-- Selected extract follows --
@ Skin Condition

NEUROFIBROMATOSIS

Neurofibromatosis is a genetic disorder of the nerve tissue presenting in two forms. Type 1 (Nf1) affects one in every 2,500 people world-wide. This equates to more than 23,000 people in the UK. An affected person of either sex has a 1-in-2 chance of passing the defective gene on to any, or all, of their children. However, everyone is at risk because 50% of cases result from spontaneous mutation in families with no previous history of neurofibromatosis. Type 2 (Nf2) affects one in every 35,000 people world-wide (more than 1,500 in the UK) and, as with Nf1, an affected person has a 1-in-2 chance of passing on the defective gene to any of their children.

Symptoms
Type 1 (Nf1) - Six or more coffee coloured (cafe-au-lait) marks on the skin in the first five years of life and/or nodules (lumps and bumps) on or just below the surface of the skin. Complications include:


learning difficulties
behavioural problems
high blood pressure (hypertension)
curvature of the spine (scoliosis)
malformation of the long bones (below the knee and below the elbow - pseudarthrosis)
large benign skin tumours (plexiform neurofibroma)
tumours on the nerves of sight (optic glioma)
internal, spinal and brain tumours -usually benign
speech problems
increased risk of epilepsy
hearing defects
can lead to paralysis
can cause premature death
Type 2 (Nf2) - The chief characteristic of Nf2 are bi-lateral acoustic neuromas (tumours on both nerves of hearing). Unless there is a family history of Nf2, diagnosis is often very difficult. With no outward signs, in most instances substantial hearing loss has occurred before Nf2 is suspected. Surgery is often the only treatment and facial paralysis is, in many cases, unavoidable. Nf2 is always serious. Complications include:

 


benign brain tumours (meningiomas)
tumours of the spine (meningiomas, schwannomas)
cataracts
skin tumours (schwannomas)
can lead to paralysis
can cause premature death
Treatments
In every case, prognosis of Nf1 is uncertain; no two cases are the same. One of the particular problems is that the course of the disease cannot be predicted even within families; the disease complications do not breed true. The morbidity and mortality of the disease is largely determined by which complications develop. Recent studies, however, have drawn attention to the significant morbidity in terms of psychological well-being caused by the cutaneous neurofibromas themselves. There is no actual preventative treatment for any of the disease features. Treatment for many of the complications is the same as when they occur in isolation in the general population. With regard to neurofibroma removal, there seems to be no particular benefit derived from either surgical or laser treatment. Nf2 is consistently a more severe problem than Nf1. Nearly all affected individuals eventually develop bilateral acoustic neuromas which are very difficult to treat successfully. There is no useful medical treatment for the tumours at the moment, all of which need to be removed surgically. Patients need to be referred to centres with established expertise in acoustic neuroma surgery.
-- Selected extract concluded --
-- Given records follows --
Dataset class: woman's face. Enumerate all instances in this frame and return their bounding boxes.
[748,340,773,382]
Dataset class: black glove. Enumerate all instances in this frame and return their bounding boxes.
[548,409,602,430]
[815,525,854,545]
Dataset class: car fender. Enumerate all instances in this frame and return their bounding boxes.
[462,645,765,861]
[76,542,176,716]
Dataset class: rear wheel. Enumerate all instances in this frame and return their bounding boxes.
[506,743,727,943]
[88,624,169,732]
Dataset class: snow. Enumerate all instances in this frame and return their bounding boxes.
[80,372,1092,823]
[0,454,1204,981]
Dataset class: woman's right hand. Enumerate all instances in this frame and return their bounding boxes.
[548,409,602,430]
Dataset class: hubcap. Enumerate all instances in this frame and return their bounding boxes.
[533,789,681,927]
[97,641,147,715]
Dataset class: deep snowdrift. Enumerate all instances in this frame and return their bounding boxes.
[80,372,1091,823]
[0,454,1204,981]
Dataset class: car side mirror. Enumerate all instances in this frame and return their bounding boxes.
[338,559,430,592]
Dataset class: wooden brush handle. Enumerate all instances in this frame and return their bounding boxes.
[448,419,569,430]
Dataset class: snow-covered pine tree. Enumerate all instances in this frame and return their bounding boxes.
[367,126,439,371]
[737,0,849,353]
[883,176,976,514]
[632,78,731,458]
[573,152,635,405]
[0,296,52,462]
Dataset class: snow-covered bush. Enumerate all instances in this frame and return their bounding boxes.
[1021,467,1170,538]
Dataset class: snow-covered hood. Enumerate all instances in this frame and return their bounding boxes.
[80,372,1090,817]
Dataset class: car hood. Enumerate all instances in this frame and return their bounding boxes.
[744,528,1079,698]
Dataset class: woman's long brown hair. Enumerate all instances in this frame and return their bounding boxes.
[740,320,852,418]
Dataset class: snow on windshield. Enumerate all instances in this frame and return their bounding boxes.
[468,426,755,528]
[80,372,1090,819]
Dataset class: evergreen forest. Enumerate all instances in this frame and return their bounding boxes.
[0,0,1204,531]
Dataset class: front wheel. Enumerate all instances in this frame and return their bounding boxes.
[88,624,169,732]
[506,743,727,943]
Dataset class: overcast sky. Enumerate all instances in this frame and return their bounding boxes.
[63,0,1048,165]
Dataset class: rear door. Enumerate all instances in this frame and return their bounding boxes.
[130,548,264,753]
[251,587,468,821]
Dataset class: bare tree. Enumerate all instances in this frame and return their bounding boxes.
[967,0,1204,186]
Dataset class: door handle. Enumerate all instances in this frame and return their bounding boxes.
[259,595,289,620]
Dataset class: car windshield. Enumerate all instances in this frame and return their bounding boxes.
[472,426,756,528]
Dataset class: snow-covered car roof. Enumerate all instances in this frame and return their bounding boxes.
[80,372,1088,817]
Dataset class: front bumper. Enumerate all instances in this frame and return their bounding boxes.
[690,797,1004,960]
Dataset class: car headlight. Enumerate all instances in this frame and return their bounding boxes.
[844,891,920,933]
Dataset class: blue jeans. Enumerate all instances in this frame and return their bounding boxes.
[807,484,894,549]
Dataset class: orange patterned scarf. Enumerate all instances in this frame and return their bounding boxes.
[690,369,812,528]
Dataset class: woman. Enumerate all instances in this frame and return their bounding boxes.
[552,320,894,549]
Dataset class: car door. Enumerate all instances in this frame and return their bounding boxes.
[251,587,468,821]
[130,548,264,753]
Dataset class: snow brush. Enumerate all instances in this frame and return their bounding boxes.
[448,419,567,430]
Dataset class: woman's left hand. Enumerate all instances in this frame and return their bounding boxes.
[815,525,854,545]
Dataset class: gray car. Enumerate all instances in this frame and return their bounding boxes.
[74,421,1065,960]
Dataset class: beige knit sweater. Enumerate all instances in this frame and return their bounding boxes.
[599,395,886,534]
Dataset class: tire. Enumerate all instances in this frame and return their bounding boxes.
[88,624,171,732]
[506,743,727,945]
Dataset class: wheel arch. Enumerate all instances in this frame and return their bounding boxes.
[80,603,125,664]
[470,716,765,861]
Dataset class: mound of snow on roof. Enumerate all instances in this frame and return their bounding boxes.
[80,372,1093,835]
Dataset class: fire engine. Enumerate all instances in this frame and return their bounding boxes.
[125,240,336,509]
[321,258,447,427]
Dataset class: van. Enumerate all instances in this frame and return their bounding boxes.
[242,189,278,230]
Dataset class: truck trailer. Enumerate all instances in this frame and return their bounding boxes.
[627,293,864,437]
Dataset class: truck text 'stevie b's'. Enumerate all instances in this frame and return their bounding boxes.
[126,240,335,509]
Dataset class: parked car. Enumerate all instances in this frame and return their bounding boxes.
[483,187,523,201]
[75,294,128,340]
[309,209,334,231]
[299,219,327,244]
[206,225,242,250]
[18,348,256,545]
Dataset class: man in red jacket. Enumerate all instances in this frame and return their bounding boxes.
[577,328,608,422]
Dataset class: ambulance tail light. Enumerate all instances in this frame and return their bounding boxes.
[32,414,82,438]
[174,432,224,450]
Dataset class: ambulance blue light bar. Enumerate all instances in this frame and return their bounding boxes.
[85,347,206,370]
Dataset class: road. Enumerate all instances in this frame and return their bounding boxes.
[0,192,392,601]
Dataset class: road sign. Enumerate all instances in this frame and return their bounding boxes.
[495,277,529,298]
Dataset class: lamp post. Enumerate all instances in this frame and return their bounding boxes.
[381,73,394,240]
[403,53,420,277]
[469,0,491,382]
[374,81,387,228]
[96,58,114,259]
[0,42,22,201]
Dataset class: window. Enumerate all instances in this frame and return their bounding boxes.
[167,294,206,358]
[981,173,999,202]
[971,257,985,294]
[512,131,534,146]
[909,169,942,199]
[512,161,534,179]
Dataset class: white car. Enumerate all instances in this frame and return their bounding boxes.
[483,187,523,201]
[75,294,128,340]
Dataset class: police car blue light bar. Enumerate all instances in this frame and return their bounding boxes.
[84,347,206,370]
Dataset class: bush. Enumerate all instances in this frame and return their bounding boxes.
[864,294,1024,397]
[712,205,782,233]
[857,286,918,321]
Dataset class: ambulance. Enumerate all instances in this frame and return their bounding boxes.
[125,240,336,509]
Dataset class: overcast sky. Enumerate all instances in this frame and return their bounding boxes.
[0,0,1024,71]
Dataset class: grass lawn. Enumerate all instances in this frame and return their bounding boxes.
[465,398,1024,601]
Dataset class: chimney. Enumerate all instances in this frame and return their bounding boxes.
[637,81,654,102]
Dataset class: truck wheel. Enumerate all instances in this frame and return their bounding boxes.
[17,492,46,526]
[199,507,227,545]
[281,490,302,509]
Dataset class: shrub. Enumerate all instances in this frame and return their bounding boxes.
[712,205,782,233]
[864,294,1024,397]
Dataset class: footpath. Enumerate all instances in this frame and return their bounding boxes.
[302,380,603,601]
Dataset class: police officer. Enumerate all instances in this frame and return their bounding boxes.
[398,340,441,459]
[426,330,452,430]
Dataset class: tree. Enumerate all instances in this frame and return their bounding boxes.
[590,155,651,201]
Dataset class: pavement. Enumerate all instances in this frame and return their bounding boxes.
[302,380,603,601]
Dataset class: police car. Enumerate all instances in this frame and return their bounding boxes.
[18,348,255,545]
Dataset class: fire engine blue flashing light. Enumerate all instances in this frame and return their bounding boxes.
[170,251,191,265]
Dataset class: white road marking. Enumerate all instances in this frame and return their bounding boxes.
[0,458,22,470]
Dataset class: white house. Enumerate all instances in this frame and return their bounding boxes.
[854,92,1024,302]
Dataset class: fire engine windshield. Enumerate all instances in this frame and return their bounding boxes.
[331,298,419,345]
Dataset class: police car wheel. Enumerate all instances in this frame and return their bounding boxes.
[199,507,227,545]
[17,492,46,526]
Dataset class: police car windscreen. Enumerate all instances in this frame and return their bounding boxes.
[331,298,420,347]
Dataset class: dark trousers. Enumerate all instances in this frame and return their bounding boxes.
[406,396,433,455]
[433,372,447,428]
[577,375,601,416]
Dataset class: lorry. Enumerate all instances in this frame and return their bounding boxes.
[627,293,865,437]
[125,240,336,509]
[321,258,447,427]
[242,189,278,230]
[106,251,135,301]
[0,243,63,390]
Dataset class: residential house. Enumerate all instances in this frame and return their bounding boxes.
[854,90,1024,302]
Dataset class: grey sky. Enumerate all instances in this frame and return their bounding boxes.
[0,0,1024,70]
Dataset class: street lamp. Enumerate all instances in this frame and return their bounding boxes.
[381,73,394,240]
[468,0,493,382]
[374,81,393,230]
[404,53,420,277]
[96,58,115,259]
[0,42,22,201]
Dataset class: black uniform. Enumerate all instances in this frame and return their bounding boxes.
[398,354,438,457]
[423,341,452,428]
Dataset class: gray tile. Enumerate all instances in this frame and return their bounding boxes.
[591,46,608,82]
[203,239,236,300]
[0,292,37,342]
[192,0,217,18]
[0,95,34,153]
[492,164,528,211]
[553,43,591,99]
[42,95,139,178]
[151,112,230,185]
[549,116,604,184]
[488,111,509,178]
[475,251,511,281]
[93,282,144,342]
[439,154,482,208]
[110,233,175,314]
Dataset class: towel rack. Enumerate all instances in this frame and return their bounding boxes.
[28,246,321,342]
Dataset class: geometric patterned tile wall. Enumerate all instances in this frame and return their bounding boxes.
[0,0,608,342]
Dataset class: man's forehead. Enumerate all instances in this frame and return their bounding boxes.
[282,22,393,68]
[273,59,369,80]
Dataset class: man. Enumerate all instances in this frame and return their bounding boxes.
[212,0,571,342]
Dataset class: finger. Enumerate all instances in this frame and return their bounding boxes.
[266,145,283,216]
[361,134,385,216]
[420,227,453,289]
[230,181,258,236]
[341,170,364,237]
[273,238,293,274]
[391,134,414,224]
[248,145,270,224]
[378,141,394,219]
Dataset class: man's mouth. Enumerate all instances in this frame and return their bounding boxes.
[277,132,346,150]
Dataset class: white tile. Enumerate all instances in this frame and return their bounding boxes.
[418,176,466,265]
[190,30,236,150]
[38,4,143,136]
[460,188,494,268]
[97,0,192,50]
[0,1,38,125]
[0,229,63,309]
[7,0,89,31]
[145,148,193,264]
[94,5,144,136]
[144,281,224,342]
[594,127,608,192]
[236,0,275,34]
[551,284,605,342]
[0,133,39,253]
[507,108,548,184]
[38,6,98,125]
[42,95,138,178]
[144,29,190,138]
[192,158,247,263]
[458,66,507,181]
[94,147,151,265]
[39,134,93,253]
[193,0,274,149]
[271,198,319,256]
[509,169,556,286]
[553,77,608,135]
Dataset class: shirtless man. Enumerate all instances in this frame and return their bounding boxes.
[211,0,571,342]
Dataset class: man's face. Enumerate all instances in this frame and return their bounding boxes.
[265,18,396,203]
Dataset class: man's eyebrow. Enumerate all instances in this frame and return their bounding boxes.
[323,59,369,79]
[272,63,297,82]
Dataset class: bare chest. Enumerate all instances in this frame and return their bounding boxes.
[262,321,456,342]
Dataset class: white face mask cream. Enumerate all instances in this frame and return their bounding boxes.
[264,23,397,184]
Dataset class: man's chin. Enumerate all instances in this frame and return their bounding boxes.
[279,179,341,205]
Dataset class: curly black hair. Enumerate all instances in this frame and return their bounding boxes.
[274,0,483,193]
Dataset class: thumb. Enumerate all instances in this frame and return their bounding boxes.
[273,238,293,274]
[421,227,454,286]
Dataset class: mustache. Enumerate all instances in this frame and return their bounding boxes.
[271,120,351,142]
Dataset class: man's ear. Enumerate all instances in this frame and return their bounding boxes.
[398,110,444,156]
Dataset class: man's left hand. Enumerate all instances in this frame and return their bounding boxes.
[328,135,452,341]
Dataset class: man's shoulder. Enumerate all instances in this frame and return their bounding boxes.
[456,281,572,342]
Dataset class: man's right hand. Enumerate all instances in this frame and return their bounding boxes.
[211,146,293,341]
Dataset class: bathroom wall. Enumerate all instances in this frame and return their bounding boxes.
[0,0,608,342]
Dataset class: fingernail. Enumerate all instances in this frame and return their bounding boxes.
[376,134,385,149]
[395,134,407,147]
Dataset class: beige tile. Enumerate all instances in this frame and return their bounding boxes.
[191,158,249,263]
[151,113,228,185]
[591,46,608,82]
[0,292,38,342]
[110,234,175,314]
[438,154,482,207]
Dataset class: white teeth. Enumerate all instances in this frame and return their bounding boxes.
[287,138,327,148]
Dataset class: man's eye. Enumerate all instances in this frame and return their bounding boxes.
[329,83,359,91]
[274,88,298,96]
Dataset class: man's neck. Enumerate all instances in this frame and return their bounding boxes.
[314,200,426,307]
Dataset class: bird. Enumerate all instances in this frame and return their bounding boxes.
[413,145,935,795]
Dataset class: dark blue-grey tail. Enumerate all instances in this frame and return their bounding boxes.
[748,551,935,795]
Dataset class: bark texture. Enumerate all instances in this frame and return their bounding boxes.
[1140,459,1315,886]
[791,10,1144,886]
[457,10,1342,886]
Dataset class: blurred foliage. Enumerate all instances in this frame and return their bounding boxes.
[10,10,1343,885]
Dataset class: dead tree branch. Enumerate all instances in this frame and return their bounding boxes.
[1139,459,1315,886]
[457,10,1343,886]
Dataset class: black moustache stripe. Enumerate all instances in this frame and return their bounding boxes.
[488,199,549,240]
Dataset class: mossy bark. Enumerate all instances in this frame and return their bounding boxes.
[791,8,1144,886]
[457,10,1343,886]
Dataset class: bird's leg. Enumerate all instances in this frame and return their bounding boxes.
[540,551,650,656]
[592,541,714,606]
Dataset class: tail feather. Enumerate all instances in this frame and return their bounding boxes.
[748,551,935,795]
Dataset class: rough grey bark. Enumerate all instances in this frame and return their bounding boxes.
-- Given records concluded --
**What you will do**:
a) Transcribe the passage from the neurofibromatosis text starting with "tumours on the" and going on through "brain tumours (meningiomas)".
b) According to the neurofibromatosis text, what share of cases result from spontaneous mutation in families with no previous history of the disorder?

**Exercise answers**:
a)
tumours on the nerves of sight (optic glioma)
internal, spinal and brain tumours -usually benign
speech problems
increased risk of epilepsy
hearing defects
can lead to paralysis
can cause premature death
Type 2 (Nf2) - The chief characteristic of Nf2 are bi-lateral acoustic neuromas (tumours on both nerves of hearing). Unless there is a family history of Nf2, diagnosis is often very difficult. With no outward signs, in most instances substantial hearing loss has occurred before Nf2 is suspected. Surgery is often the only treatment and facial paralysis is, in many cases, unavoidable. Nf2 is always serious. Complications include:

 


benign brain tumours (meningiomas)

b) 50% of cases.